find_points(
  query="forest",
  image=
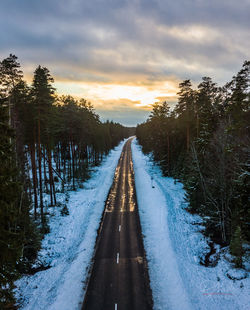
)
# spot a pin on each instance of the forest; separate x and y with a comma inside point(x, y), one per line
point(48, 146)
point(204, 142)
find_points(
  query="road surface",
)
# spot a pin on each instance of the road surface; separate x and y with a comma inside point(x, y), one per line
point(119, 277)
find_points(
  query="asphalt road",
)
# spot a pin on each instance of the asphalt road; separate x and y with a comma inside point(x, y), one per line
point(119, 277)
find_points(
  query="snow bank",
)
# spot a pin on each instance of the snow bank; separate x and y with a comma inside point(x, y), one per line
point(68, 248)
point(174, 244)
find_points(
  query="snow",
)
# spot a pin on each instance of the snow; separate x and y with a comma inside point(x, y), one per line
point(69, 246)
point(174, 245)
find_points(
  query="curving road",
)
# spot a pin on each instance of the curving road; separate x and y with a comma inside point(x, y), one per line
point(119, 278)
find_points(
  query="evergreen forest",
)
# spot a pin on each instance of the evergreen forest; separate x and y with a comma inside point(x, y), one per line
point(48, 145)
point(204, 142)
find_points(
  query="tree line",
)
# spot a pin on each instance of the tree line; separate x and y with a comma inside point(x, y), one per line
point(48, 143)
point(204, 142)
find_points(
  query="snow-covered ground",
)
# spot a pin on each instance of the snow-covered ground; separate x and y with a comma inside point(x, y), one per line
point(174, 245)
point(69, 246)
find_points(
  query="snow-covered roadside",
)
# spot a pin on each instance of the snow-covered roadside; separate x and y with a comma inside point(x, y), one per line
point(68, 248)
point(174, 244)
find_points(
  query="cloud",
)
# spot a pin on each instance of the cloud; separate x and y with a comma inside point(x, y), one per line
point(92, 46)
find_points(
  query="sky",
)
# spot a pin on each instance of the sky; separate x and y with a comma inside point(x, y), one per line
point(125, 55)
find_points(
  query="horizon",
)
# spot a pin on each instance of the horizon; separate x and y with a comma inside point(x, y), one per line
point(123, 56)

» Problem description
Every entry above should be given again exactly, with no images included.

» Solution
find_points(
  query="forest",
  image=
)
# spot a pin on each instance of the forest; separate x and y with a comma inside point(x, y), one per line
point(48, 146)
point(204, 142)
find_points(
  query="road surface",
)
# spot a pin on each instance of the road surface; separate x and y with a comma inside point(x, y), one per line
point(119, 277)
find_points(
  query="asphalt road",
)
# spot a pin on each instance of the asphalt road; separate x and y with a comma inside point(x, y), one per line
point(119, 277)
find_points(
  query="snow bank",
)
# spot a pin on each instance of the snow bank; separate x and y with a comma inside point(x, y), one per line
point(68, 248)
point(174, 244)
find_points(
  query="snow",
)
# spot a pin on each instance of the snow; separate x and y with a comma inside point(x, y), one per line
point(69, 246)
point(174, 245)
find_points(
  query="curving road",
)
# spot a pin on each instance of the curving road; separate x and y with a comma inside point(x, y), one per line
point(119, 278)
find_points(
  query="evergreen forest",
)
# spot a pin on each instance of the evergreen forest; separate x and y with a comma inside point(x, y), one per line
point(48, 145)
point(204, 142)
find_points(
  query="tree line",
)
# spot a pin on each instance of the tree line; separate x and y with a comma inside point(x, y), one per line
point(48, 143)
point(204, 142)
find_points(
  query="snow-covered ground",
)
# spot a pin on each instance of the snow-covered ground; separate x and y with a comma inside point(x, y), one per line
point(174, 245)
point(69, 246)
find_points(
  query="snow-covered roadside",
)
# spot a pin on each instance of the snow-covered roadside; separate x and y with a comma inside point(x, y), one per line
point(68, 248)
point(174, 244)
find_points(
  query="cloud",
)
# spot a pin on each instance of the cloud; separate x and y with a comma inside point(x, y), one per line
point(92, 46)
find_points(
  query="sky",
)
# spot a pin on each instance of the sky; separate x and y with a comma inside point(x, y), one per line
point(125, 55)
find_points(
  query="horizon",
)
# spot a pin on each instance of the horizon; separate x and y with a comma inside point(x, y), one per line
point(123, 56)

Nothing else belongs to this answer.